Stated problem → Rewrite all of the records below, changing every "every instance" to "each occurrence" and keeping everything else the same.

Input data →
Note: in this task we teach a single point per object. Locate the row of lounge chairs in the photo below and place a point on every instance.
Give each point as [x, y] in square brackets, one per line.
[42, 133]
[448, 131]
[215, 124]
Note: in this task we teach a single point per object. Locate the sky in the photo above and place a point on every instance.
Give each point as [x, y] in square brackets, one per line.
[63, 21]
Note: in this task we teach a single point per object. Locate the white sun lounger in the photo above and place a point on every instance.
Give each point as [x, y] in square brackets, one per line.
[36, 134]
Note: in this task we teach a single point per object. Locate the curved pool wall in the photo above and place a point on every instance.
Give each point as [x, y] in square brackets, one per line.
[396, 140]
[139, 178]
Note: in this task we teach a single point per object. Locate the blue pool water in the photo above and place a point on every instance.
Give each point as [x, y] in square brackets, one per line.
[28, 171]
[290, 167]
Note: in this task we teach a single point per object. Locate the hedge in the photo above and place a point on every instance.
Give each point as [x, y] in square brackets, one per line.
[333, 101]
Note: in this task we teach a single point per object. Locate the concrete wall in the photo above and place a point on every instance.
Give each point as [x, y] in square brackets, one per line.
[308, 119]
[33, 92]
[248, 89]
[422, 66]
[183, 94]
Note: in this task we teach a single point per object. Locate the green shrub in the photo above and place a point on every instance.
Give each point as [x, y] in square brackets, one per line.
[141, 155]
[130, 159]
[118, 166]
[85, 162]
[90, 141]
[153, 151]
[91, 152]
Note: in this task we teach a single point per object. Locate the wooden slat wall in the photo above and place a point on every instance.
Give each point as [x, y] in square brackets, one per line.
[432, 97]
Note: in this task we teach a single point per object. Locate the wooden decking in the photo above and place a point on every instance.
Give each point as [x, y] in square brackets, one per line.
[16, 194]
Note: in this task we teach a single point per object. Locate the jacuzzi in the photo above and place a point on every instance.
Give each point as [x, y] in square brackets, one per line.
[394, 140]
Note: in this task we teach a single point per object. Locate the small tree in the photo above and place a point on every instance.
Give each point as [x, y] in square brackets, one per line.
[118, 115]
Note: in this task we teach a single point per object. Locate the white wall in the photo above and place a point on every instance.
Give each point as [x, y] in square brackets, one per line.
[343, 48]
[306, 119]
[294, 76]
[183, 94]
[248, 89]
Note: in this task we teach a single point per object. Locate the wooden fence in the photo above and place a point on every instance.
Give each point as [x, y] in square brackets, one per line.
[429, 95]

The answer →
Note: in this task we teach a single point per object. Locate the row of lounge chairs in the photo below and place a point on each occurrence.
Give each point as [x, y] in square brackets, one per line.
[42, 133]
[448, 131]
[215, 124]
Note: in this task we teach a single point per object. Locate the sky in the photo above and place a point on each occurrence.
Give each point as [x, y] in square brackets, one per line.
[63, 21]
Note: in this task we teach a single point per object. Locate the white sun lounger in the photo above and place a point on each occurrence.
Give each point as [x, y] in square brackets, one per line.
[36, 134]
Note: in this task we teach a single point per object. Locate the curved pool wall in the photo above and place a point on each occurrence.
Give each point as [x, y] in square brackets, one per line.
[396, 140]
[139, 178]
Note: in this task we teach a single point per object. Locate the blue pool water in the photo above and place a point on each occurrence.
Give each point as [x, y] in square brackets, one per line.
[28, 171]
[290, 167]
Note: in this task we teach a single point per object. Locate the hedge in the photo above and place a point on each occurrence.
Give each point as [x, y] in square brackets, one per line.
[333, 101]
Note: in this task we teach a single point per object. Locate the concrete wall in the photo above and place a point on each occurrence.
Give each point as [x, y] in square brackets, one per line.
[308, 119]
[33, 92]
[248, 89]
[422, 66]
[183, 94]
Note: in this task we teach a single point per object. Locate the green shrub in the photo above and place a point on each occurrence.
Give each point as [x, y] in square brackets, one per line.
[141, 155]
[130, 159]
[118, 166]
[85, 162]
[90, 141]
[153, 151]
[91, 152]
Note: in this task we teach a single point per object. Locate the wooden slat wall in the photo above and place a point on each occurrence.
Give each point as [x, y] in square brackets, one per line.
[432, 97]
Note: in this task we teach a single point per object. Locate the wooden decking in the photo above and place a point on each occurrence.
Give each point as [x, y] in square brackets, one per line.
[16, 194]
Note: in this task we teach a single point per object. Locate the jacuzzi in the photo above and place a point on each occurrence.
Give each point as [x, y] in square brackets, one per line.
[394, 140]
Note: in this task we teach a single point per object. Locate the small tree in the photo above and place a point on each occurrence.
Give each point as [x, y] in square brackets, one per line.
[118, 115]
Note: in this task we teach a single point per object. Locate the white wall in the photo above and place a point on each occurrence.
Give each point as [x, y] in square brackets, one per line.
[343, 48]
[306, 119]
[294, 76]
[183, 94]
[248, 89]
Note: in this task we teach a single point per object. Locate the wooden fence in the photo above and place a point on each occurrence.
Give each point as [x, y] in square brackets, one per line.
[429, 95]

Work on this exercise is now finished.